• **What the task requires**
Make an exact copy of the entries, and keep any pictures out of it.

• **Exercise input**
····················
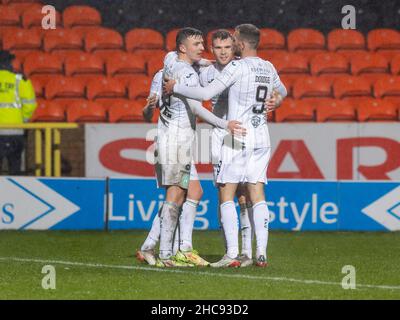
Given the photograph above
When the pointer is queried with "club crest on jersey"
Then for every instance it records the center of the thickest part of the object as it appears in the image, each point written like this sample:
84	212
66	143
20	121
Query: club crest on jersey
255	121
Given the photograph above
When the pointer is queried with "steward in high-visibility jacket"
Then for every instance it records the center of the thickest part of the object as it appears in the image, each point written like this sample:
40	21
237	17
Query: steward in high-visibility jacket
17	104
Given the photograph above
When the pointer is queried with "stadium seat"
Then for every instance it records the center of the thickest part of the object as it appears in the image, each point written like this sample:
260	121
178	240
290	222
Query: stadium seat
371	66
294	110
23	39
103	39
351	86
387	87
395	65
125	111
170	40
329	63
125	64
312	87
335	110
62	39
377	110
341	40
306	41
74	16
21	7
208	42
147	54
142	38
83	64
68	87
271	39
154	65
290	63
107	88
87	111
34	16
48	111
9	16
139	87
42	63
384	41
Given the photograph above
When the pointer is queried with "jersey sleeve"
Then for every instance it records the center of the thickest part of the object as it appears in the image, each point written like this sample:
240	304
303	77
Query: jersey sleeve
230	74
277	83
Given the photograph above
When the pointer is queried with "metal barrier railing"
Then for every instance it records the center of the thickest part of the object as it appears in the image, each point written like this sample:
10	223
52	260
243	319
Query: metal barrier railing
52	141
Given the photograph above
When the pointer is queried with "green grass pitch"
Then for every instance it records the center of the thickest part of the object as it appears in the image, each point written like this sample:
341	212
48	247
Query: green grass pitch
····················
• **Complete output**
Given the photograph above
When the pointer is queried with "club crest on jersey"
Then for every instance it records the center of the thickest part of the object as it appears in the image, each point written like this sample:
84	212
66	143
20	121
Query: club crest on jersey
255	121
Given the photograph above
When the pointer is queried with "steward in high-visibility jacket"
Then for every instance it records the center of the thickest part of the object as it appears in the image, each point written like this sample:
40	21
237	17
Query: steward in high-visibility jacket
17	104
Given the photograph above
When the pointer is queried with "stadium seat"
Then for every instance it records the center of the thickest part of the object as it appears in the image, each point written like this sample:
260	121
178	240
290	222
Query: stadium seat
371	66
294	110
23	39
103	39
351	86
387	87
395	65
125	111
170	40
329	63
125	64
312	87
335	110
62	39
377	110
341	40
306	41
74	16
21	7
208	42
147	54
142	38
83	64
68	87
271	39
154	65
290	63
107	88
87	111
34	16
48	111
9	16
139	87
42	63
384	41
Given the photograph above
When the pointer is queried with "jersey sleeve"
Then for every instance it records the center of the thickest part of the object as it appears in the image, each point written like this sample:
240	304
303	77
Query: jersey sleeve
230	74
277	83
Given the photograph above
When the pointer is queried with "metal barrier railing"
Then for every instance it records the center of the thickest part of the object as it appears in the image, each point written like this sample:
10	223
52	260
243	319
Query: metal barrier railing
52	141
Given the photograph above
When the pointer is queried with "green grass pitch"
Then for every instance it records the center of the thickest part of the object as it appears in the image, each point written like this sample:
341	212
48	247
Query: green grass pitch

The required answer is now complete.